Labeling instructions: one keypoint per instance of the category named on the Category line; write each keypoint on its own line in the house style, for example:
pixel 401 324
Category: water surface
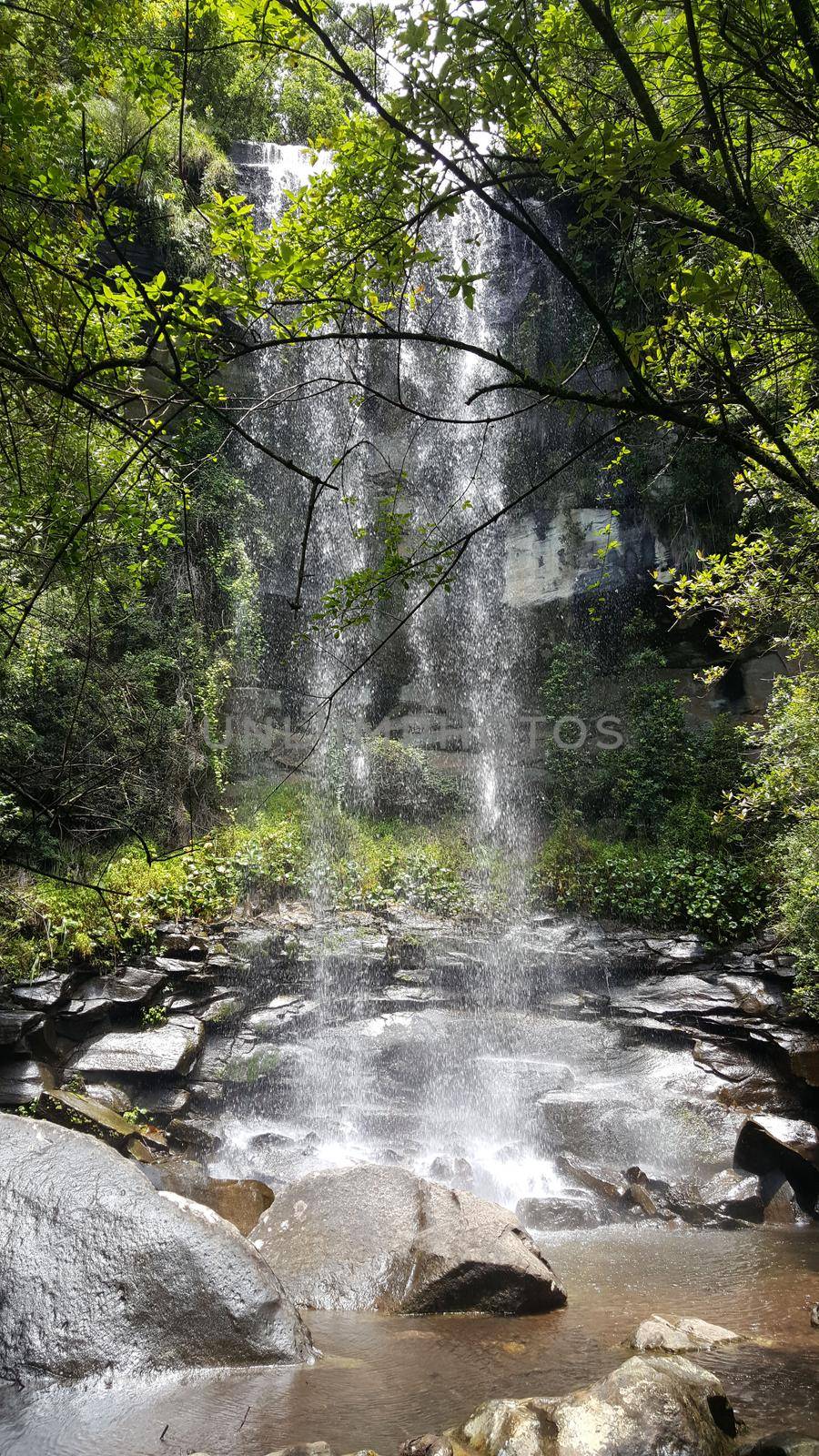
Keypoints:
pixel 385 1380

——————

> SET EXERCISE: Format every line of the items above as a numbered list, skipping blank lines and leaving out the pictures.

> FULL OUTPUT:
1. Labeling instructions: one keypoint per instance of the category named on the Category line; write each keypoint on its own line in the house style, for example:
2. pixel 401 324
3. Category: water surface
4. Keypoints:
5. pixel 385 1380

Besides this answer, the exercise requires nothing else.